All entries below need to be written out exactly, but without their pictures.

Position annotation records:
++++
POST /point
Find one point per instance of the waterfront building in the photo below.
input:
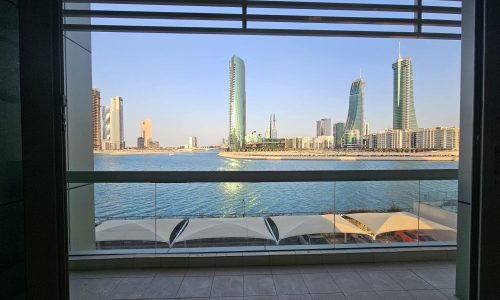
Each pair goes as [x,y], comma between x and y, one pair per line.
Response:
[403,115]
[192,142]
[324,142]
[324,127]
[355,115]
[140,142]
[147,131]
[116,121]
[96,119]
[352,139]
[237,104]
[271,130]
[366,128]
[106,128]
[338,132]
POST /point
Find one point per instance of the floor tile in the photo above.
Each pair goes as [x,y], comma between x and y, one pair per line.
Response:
[395,295]
[257,270]
[228,271]
[408,280]
[362,296]
[379,281]
[200,272]
[334,296]
[285,270]
[163,287]
[438,278]
[427,295]
[320,283]
[350,282]
[224,286]
[195,287]
[449,293]
[307,269]
[130,288]
[258,285]
[290,284]
[295,297]
[268,297]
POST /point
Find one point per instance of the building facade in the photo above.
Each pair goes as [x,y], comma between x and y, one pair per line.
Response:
[403,116]
[237,104]
[147,131]
[192,142]
[355,115]
[116,121]
[338,133]
[324,127]
[96,119]
[106,128]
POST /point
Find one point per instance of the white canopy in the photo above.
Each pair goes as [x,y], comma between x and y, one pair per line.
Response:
[209,228]
[136,230]
[289,226]
[386,222]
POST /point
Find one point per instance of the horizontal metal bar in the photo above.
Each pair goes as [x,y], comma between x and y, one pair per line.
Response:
[286,5]
[258,31]
[257,18]
[257,176]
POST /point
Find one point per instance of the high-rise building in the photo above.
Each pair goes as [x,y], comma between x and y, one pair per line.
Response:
[116,121]
[140,142]
[366,128]
[146,131]
[271,130]
[355,115]
[193,142]
[96,119]
[324,127]
[237,103]
[403,115]
[106,128]
[338,132]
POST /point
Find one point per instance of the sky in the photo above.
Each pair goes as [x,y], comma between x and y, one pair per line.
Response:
[181,82]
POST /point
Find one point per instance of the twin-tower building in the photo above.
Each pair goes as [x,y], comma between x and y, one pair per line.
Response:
[403,116]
++++
§ Task answer:
POST /point
Find one point per instance of the waterfront building in the photo below.
input:
Each pair goes as [x,y], comma between x and y, one pair per line.
Response:
[403,115]
[192,142]
[324,142]
[324,127]
[355,115]
[140,142]
[147,131]
[116,121]
[96,119]
[352,139]
[237,104]
[271,130]
[366,128]
[106,128]
[338,132]
POST /point
Find one point per instance of the floor tile in the photo above.
Each pair goes as [x,y], comma between x and y, one pair per line.
Response:
[395,295]
[257,270]
[228,271]
[408,280]
[362,296]
[379,281]
[200,272]
[334,296]
[285,270]
[163,287]
[438,278]
[427,295]
[320,283]
[350,282]
[224,286]
[195,287]
[449,293]
[307,269]
[130,288]
[258,285]
[290,284]
[295,297]
[268,297]
POST /point
Find one point per instance of the building facade in the photo above.
Each pair goes as [x,y], comma between x and y, one pair per line.
Response:
[403,116]
[237,104]
[147,131]
[192,142]
[355,115]
[116,121]
[338,133]
[324,127]
[96,119]
[106,128]
POST /point
Find one point per instance of the white canopy in the photo above.
Each pair goes as [x,y], comma between x and y, one pair per line.
Response:
[209,228]
[136,230]
[289,226]
[386,222]
POST /point
Find one point per instance of the horizontal metal bar in the photo above.
Each pair goes as [x,y], comma between x and y, one pair per line.
Response:
[286,5]
[258,31]
[257,18]
[257,176]
POST /point
Find one point per instance of the high-rise building in the photo above.
Each pair goes as [x,y], comma between x and y, one pair per line.
Response:
[116,121]
[140,142]
[366,128]
[146,131]
[271,130]
[355,115]
[193,142]
[96,119]
[324,127]
[237,103]
[403,115]
[106,128]
[338,132]
POST /point
Find one point per instance of the sky in the photo above.
Each pair goes as [x,y], comma between x and y, one pair per line.
Response:
[181,82]
POST /point
Find one point per instance of the twin-tower building in the photo above.
Each pair goes as [x,y], comma between x and y, one pair per line.
Response:
[403,116]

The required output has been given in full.